DIRECTIONS: Reproduce the full passage on the 2021 Frieze fairs word for word.

DOCUMENT TEXT:

......

On October 13, Frieze 2021 opened its first in-person edition since 2019, welcoming a crowd of (more or less diligently) masked — and nonetheless very excited — VIP collectors and art professionals. Regents Park, sprinkled with large sculptures as part of the fair’s program, felt lavish again, as visitors made their way between the two huge, bright white pavilions hosting Frieze London and Frieze Masters.

The atmosphere was particularly dazzling at Frieze London, where things felt more like “business as usual.” One gallerist at Frieze London, showing confidence in the market while seemingly inverting the growing tendency for advance sales, confided that “of the artists we are representing at the fair, we decided to only pre-sell the works on paper before the show, while keeping the oils available for Frieze week.”

Meanwhile, the general consensus at Frieze Masters was that, this year, the pace was made even slower than usual by two factors: the strictly timed ticketing system introduced as a crowd control measure; and the thin attendance of collectors from America and Asia.

......

[Records from a data collection]
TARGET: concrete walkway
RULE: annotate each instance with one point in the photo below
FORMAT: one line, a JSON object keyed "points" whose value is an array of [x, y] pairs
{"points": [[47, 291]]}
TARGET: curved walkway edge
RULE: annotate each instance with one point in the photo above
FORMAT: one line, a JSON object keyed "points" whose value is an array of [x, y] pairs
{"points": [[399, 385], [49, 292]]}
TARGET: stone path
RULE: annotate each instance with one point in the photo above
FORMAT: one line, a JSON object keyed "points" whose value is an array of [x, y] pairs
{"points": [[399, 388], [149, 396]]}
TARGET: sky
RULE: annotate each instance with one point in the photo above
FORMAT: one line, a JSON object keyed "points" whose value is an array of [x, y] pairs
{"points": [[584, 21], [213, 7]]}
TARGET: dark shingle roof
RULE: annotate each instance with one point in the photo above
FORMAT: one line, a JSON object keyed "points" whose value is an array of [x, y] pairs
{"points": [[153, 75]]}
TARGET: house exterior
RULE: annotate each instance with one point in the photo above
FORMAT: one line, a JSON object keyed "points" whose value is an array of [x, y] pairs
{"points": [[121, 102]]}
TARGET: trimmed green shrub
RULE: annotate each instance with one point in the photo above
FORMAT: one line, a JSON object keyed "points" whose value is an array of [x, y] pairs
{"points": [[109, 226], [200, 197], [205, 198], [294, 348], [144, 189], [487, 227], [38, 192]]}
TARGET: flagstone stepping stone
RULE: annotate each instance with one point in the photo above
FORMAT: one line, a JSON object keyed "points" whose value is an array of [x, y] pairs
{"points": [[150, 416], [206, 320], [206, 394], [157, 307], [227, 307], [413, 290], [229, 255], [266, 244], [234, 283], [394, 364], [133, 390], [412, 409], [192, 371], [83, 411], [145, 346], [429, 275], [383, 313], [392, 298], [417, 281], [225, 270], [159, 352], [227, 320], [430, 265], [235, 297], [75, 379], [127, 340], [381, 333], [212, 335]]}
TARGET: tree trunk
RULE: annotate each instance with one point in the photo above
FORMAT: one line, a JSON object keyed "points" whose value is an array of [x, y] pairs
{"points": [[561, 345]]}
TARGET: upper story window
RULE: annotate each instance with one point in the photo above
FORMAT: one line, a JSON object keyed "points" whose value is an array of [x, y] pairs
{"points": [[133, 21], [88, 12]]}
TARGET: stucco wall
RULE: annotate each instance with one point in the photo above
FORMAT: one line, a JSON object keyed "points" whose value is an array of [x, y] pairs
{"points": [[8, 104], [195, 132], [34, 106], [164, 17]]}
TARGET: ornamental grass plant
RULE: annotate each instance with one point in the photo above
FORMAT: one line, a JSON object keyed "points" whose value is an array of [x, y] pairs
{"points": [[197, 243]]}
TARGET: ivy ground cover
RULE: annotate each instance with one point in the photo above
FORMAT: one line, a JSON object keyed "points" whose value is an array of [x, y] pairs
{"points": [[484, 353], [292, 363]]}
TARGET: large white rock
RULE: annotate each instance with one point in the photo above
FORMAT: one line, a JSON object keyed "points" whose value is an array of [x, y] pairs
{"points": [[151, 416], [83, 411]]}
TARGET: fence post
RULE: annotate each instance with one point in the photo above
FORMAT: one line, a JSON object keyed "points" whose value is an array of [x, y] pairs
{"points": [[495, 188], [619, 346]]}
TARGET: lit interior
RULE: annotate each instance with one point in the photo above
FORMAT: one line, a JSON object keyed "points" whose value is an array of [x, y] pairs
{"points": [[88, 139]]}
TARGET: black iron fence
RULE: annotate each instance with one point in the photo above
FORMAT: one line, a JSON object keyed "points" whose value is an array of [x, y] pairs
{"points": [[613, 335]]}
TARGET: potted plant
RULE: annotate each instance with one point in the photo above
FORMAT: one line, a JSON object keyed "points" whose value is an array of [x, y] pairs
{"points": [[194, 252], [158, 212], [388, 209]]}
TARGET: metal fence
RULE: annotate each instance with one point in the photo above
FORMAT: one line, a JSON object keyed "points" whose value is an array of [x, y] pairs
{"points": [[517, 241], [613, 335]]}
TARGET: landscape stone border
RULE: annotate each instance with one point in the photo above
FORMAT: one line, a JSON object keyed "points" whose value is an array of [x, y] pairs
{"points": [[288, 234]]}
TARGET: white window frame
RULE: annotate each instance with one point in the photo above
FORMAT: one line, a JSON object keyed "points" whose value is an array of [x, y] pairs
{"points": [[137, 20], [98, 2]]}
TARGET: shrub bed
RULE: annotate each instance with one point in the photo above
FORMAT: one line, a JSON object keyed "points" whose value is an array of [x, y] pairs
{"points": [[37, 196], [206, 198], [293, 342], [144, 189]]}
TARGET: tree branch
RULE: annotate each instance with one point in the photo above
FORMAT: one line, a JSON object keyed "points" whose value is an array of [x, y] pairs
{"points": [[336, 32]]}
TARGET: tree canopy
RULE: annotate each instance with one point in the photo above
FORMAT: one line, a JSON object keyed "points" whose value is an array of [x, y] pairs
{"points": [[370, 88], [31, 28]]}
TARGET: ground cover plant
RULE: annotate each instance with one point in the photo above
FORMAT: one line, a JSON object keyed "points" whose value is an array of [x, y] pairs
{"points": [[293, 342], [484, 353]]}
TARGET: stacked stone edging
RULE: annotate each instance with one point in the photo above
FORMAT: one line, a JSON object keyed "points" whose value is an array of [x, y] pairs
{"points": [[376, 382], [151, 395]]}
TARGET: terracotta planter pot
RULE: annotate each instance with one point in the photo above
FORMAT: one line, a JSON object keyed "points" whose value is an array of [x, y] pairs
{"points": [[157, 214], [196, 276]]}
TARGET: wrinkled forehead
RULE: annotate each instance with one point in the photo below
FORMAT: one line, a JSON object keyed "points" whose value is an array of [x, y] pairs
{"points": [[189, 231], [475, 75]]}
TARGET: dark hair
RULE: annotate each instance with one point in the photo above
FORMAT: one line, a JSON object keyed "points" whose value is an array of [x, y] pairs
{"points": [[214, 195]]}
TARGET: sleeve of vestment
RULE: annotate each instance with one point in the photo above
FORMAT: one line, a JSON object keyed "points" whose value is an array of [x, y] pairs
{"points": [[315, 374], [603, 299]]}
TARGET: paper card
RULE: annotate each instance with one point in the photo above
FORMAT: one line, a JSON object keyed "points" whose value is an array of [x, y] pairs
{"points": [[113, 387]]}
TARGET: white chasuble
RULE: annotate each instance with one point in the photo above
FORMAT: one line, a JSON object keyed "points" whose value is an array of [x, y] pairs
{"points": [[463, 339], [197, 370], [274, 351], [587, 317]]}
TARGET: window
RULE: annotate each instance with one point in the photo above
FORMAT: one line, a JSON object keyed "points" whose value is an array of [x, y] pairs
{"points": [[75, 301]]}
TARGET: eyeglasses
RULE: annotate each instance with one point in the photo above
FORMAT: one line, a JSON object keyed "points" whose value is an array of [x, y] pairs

......

COMPLETE RESPONSE:
On October 13, Frieze 2021 opened its first in-person edition since 2019, welcoming a crowd of (more or less diligently) masked — and nonetheless very excited — VIP collectors and art professionals. Regents Park, sprinkled with large sculptures as part of the fair’s program, felt lavish again, as visitors made their way between the two huge, bright white pavilions hosting Frieze London and Frieze Masters.

The atmosphere was particularly dazzling at Frieze London, where things felt more like “business as usual.” One gallerist at Frieze London, showing confidence in the market while seemingly inverting the growing tendency for advance sales, confided that “of the artists we are representing at the fair, we decided to only pre-sell the works on paper before the show, while keeping the oils available for Frieze week.”

Meanwhile, the general consensus at Frieze Masters was that, this year, the pace was made even slower than usual by two factors: the strictly timed ticketing system introduced as a crowd control measure; and the thin attendance of collectors from America and Asia.